**Текст для чтения**
━━━━━━━━━━

И заключают потом: «Удвоимте же силу правительства войском, возвратимте людей к верованиям, которых у них нет, дело идет о спасении целого мира».

Спасать мир – воспоминаниями, насилием! Мир спасается «благою вестью», а не подогретой религией; он спасается словом, носящим в себе зародыш нового мира, а не воскресением из мертвых старого.

Упрямство, что ли, это с их стороны, недостаток понимания, или страх перед мрачным будущим смущает их до того, что они видят только то, что гибнет, привязаны только к прошедшему, опираются только на развалины или на стены, готовые рухнуться? Какой хаос, какой недостаток последовательности в понятиях современного человека!

По крайней мере в прошедшем было какое-нибудь единство, безумие было эпидемическое, и его мало замечали, весь свет был в заблуждении, были общие данные, большей частию нелепые, но принятые всеми. В наше время совсем не так; предрассудки римского мира рядом с предрассудками средних веков, евангелие и политическая экономия, Лойола и Вольтер, идеализм на словах, материализм на деле; отвлеченная риторическая нравственность и поведение, прямо противуположное ей. Эта разнородная масса понятий обживается в нашем уме без порядка. Достигнув совершеннолетия, мы слишком заняты, слишком ленивы, а может, и слишком трусы, чтоб подвергнуть строгому суду наши нравственные заповеди, – так дело и остается в сумерках.

Это смешение понятий нигде не идет дальше, как во Франции. Французы вообще лишены философского воспитания; они с большой проницательностию овладевают выводами, но овладевают ими односторонно, их выводы остаются разобщенными, без единства, их связывающего, даже без приведения их к одному уровню. Отсюда противуречия на каждом шагу. Отсюда необходимость, говоря с ними, возвращаться к давным-давно известным началам и повторять за новость истины, сказанные Спинозой или Бэконом.

━━━━━━━━━━

**Цель задания**
Перескажите текст о смешении понятий в современном мире в двух предложениях.

━━━━━━━━━━

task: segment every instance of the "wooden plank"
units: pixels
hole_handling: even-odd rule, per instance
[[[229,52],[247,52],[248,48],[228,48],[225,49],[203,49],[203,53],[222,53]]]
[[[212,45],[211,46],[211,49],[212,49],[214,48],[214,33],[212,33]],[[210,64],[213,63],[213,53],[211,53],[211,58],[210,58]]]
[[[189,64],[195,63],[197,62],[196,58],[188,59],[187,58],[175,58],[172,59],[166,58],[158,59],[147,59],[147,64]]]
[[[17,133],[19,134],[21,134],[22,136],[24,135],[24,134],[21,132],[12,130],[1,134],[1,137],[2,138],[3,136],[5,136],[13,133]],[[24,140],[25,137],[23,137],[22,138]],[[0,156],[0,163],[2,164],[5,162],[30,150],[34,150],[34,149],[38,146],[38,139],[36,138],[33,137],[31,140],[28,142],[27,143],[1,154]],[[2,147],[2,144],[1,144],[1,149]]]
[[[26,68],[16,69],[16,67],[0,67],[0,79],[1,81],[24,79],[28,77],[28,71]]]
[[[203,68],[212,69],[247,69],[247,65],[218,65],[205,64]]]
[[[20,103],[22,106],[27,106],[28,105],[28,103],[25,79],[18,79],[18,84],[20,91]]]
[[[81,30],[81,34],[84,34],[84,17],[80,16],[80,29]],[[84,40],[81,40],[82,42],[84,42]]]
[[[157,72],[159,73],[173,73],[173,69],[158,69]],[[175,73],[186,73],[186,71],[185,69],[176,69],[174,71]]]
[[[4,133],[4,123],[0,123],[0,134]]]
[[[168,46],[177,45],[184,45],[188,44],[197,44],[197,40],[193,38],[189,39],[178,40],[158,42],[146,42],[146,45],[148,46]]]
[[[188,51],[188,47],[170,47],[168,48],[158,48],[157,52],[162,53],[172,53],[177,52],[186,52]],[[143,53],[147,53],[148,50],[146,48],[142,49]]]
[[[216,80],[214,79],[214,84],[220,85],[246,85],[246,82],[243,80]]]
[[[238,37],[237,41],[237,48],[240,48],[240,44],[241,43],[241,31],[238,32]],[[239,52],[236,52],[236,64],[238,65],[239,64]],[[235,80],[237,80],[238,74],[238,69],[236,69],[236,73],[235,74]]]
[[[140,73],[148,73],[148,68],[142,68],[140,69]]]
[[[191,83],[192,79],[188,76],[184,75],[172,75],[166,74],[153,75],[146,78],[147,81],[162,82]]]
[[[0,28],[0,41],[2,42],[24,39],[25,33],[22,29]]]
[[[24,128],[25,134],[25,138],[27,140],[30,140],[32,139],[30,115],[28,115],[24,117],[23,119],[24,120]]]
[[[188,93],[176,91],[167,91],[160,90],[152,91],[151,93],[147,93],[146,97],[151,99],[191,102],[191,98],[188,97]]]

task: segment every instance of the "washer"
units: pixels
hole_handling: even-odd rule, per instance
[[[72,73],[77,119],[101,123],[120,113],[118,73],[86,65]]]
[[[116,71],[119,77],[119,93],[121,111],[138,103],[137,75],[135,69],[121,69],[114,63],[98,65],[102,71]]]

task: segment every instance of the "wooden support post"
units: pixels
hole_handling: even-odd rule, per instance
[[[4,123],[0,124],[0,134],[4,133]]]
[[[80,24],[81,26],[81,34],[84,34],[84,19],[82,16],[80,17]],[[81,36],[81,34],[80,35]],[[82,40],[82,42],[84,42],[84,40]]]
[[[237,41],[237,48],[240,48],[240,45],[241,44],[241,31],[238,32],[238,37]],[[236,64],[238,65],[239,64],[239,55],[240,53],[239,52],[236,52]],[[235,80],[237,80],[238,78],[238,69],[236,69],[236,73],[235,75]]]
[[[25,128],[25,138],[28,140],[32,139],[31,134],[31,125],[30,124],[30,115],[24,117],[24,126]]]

━━━━━━━━━━

**Выполненное задание**
Автор возражает тем, кто хочет спасать мир войском и возвратом к верованиям, которых у людей уже нет: мир спасается словом, несущим зародыш нового мира, а не воскресением старого. Если прежде заблуждения были общими и принятыми всеми, то теперь в уме человека без порядка уживаются несовместимые понятия, и дальше всего это смешение идет во Франции, где выводы усваиваются односторонне и остаются без связывающего их единства.